**TEXTAUSZUG**.

Gewerbe- und Innovationspark an A81 bietet Mundelsheim Entwicklungschancen

Auf den Mundelsheimer Benzäckern soll nun also ein Gewerbe- und Innovationspark entstehen. Das Gewann liegt zwar vollständig auf Mundelsheimer Gemarkung und besonders günstig an der Autobahn A81. Betrieben werden soll der Park aber interkommunal aus einem Zweckverband, dem neben Mundelsheim auch die Gemeinden Besigheim, Hessigheim, Neckarwestheim, Walheim und Gemmrigheim angehören. Die Gemeinde verspricht sich von der Ansiedlung Gewerbesteuereinnahmen und neue Arbeitsplätze für die eigene Bevölkerung, darüber hinaus neue Chancen für die lokale Gastronomie, für den Handel, für Dienstleistungen. "Selbst das Vereinsleben kann durch die Ansiedlung größerer Betriebe funktionieren", schreibt die Gemeinde auf ihrer Website, auf der sie ausführlich und neutral über das Vorhaben informiert.

**AUFGABENSTELLUNG**.
Prüfe, ob die Aussagen 1., 2. und 3. mit dem Textauszug über den Gewerbe- und Innovationspark an der A81 übereinstimmen. Antworte jeweils mit Ja oder Nein und zitiere die entscheidenden Worte des Textes wörtlich.
1. Das Gewann liegt vollständig auf Mundelsheimer Gemarkung.
2. Der Park soll allein von der Gemeinde Mundelsheim betrieben werden.
3. Die Gemeinde informiert auf ihrer Website einseitig über das Vorhaben.
Die Datensätze werden hierfür nicht benötigt.

**DIE DATENSÄTZE**.
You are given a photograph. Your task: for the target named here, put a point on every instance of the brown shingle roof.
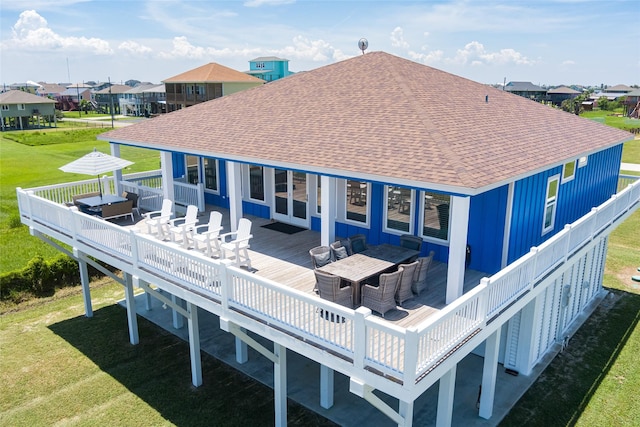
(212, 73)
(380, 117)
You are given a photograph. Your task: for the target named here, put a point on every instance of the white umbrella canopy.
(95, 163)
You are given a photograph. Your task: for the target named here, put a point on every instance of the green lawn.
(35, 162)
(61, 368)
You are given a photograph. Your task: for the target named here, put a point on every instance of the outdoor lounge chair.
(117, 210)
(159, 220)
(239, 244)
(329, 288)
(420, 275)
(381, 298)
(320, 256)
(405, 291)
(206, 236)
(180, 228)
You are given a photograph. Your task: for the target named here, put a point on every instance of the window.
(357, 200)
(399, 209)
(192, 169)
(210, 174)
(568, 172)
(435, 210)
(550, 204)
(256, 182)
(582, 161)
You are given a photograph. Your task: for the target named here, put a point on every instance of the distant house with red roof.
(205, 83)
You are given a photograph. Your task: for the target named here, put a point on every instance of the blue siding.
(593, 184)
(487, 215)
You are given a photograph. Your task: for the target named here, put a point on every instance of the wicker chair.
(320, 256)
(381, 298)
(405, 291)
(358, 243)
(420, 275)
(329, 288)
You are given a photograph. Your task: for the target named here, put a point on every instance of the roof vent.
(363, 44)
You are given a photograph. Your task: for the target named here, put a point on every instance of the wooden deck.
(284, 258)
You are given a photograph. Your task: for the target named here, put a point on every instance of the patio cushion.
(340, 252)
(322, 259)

--

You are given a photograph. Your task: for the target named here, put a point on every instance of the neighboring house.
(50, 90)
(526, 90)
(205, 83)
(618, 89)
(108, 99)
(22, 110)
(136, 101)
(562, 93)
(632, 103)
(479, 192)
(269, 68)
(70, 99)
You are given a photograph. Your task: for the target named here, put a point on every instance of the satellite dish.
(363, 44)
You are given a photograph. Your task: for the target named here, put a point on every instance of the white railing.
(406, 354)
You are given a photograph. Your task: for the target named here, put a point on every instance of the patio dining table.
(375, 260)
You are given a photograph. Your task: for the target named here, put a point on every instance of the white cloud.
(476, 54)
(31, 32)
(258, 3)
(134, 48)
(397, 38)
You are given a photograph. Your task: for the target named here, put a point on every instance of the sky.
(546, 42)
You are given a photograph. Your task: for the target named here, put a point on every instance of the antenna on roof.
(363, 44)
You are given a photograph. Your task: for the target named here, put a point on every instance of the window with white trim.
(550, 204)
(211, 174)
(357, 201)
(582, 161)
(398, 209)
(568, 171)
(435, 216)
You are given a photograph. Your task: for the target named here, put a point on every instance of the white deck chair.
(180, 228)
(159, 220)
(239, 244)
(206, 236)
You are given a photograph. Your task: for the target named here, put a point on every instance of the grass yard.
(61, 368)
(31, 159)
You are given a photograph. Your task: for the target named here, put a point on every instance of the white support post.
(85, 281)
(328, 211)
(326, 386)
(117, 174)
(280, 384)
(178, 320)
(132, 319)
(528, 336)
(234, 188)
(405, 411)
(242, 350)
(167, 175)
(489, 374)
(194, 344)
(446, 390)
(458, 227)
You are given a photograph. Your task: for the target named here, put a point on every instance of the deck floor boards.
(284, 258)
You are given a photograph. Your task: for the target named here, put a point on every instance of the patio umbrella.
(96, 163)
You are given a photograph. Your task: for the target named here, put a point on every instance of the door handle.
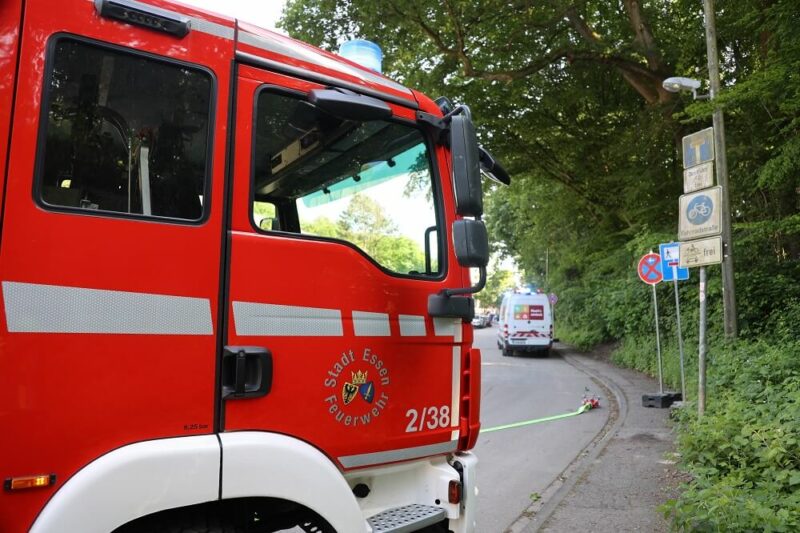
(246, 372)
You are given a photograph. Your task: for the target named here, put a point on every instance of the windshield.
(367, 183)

--

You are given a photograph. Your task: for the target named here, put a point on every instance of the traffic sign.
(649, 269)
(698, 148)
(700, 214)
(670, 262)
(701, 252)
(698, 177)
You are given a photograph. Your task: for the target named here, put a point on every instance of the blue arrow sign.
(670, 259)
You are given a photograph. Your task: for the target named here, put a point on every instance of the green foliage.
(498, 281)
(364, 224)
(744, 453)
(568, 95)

**LÖSUNG**.
1. Ja: „Das Gewann liegt zwar vollständig auf Mundelsheimer Gemarkung“
2. Nein: „Betrieben werden soll der Park aber interkommunal aus einem Zweckverband“
3. Nein: „auf der sie ausführlich und neutral über das Vorhaben informiert“